特に性行為の描写というのは翠子さんの仰る通り、「見返りを求めない慈しみ」と「欲や情念」が混在しているものが圧倒的に多いため、
後者の方が色濃く書かれてしまうと、あまりいい印象を持たなくなってしまうというお気持ちは痛い程によく分かります、分かってしまいます。
「ナイチンゲールと薔薇」も確認いたしました。
鳥を見送る木が「君が行ってしまうと寂しくなるだろうから最後に一曲だけ」という趣旨の懇願をしていて、私はこの台詞に最も胸を締め付けられました。
勝手に、アルミナの「貴方がいなくなったら、寂しいし、悲しいわ、とても」と、重ねてしまったんですよね。
木は心から、この鳥と一緒に生きていたかったのだと思います。愛ゆえに。でも鳥は飛び立ち、花のために歌うことを選びました。愛ゆえに。
鳥の愛、木の愛、そして青年が愛だと言い張るもの。それらがはっきりと区別された上で、ただ残酷に物語の中に散りばめられている様はとても美しいものでした。

抜粋データ:
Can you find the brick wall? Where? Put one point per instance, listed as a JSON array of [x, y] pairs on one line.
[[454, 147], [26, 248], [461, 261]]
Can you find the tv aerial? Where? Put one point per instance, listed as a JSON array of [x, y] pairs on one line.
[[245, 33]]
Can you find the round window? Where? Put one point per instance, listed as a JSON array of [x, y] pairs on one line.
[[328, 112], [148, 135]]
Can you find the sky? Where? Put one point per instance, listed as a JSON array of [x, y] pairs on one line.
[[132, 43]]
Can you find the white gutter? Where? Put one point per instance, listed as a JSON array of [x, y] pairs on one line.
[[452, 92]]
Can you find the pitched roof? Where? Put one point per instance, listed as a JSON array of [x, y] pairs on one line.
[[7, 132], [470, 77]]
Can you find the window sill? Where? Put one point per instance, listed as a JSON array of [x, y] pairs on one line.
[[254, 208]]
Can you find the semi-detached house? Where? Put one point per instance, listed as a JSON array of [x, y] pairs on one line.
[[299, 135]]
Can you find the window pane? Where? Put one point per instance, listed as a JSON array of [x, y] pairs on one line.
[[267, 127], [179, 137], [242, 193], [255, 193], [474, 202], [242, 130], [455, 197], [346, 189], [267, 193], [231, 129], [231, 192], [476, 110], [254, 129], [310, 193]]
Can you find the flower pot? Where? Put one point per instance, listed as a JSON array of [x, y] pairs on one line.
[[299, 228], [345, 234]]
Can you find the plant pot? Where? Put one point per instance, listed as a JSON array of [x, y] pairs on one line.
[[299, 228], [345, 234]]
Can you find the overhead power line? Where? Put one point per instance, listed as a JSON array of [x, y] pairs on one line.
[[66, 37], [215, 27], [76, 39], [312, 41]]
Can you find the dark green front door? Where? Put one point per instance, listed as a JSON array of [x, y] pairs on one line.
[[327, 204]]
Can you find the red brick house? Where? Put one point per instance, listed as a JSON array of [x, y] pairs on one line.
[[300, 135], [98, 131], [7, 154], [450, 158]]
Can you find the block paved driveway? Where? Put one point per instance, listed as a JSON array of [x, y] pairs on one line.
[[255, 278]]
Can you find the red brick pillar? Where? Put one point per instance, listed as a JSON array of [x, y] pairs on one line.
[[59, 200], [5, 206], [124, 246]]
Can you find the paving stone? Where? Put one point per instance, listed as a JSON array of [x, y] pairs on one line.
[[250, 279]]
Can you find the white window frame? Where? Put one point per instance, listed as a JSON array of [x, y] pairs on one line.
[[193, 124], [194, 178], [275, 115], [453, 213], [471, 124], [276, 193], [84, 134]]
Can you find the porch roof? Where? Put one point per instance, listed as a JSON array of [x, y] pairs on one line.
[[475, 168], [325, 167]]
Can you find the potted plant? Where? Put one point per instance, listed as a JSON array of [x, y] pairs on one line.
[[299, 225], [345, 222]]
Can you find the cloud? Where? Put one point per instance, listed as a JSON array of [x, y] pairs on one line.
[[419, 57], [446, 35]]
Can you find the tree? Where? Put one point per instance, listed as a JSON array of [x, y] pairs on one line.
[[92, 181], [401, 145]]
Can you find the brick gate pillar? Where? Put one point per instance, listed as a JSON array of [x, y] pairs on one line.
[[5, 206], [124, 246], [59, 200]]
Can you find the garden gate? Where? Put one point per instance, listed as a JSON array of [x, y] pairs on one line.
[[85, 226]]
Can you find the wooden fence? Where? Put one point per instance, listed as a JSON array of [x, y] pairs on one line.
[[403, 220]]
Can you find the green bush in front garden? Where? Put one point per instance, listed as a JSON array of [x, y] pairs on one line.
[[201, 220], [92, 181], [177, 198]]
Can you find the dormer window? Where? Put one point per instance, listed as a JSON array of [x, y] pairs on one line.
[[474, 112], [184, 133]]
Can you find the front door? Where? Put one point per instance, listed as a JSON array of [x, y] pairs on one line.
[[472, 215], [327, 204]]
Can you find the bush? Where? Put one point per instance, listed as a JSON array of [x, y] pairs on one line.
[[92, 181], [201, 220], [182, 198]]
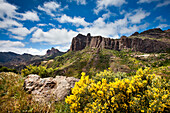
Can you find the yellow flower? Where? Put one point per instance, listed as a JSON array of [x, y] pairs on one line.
[[83, 73], [142, 111]]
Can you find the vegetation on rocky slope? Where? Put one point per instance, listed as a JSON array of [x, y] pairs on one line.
[[108, 92], [92, 61]]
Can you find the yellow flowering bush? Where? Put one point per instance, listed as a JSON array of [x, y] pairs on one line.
[[143, 92]]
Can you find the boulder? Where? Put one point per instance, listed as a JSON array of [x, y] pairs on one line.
[[46, 89]]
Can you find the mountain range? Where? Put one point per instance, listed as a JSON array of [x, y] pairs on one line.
[[94, 53]]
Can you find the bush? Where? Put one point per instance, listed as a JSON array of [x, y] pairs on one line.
[[13, 98], [5, 69], [42, 71], [143, 92]]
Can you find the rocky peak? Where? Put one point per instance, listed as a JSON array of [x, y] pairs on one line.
[[44, 89], [167, 31], [135, 44], [135, 34], [152, 31]]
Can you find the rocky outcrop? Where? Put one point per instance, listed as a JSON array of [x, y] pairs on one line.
[[53, 51], [46, 89], [135, 44]]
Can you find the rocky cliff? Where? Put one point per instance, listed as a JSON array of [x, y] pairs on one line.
[[135, 44]]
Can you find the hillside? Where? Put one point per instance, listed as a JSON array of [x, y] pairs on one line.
[[154, 34], [92, 54], [17, 61], [136, 43], [92, 60]]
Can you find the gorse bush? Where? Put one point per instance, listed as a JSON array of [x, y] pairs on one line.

記述課題: 文書のうち、「特に性行為の描写というのは翠」を含む語句で始まり「ことを選びました。愛ゆえに。」で終わる部分を、一字も変えずに書き写せ。

課題の出力:
特に性行為の描写というのは翠子さんの仰る通り、「見返りを求めない慈しみ」と「欲や情念」が混在しているものが圧倒的に多いため、
後者の方が色濃く書かれてしまうと、あまりいい印象を持たなくなってしまうというお気持ちは痛い程によく分かります、分かってしまいます。
「ナイチンゲールと薔薇」も確認いたしました。
鳥を見送る木が「君が行ってしまうと寂しくなるだろうから最後に一曲だけ」という趣旨の懇願をしていて、私はこの台詞に最も胸を締め付けられました。
勝手に、アルミナの「貴方がいなくなったら、寂しいし、悲しいわ、とても」と、重ねてしまったんですよね。
木は心から、この鳥と一緒に生きていたかったのだと思います。愛ゆえに。でも鳥は飛び立ち、花のために歌うことを選びました。愛ゆえに。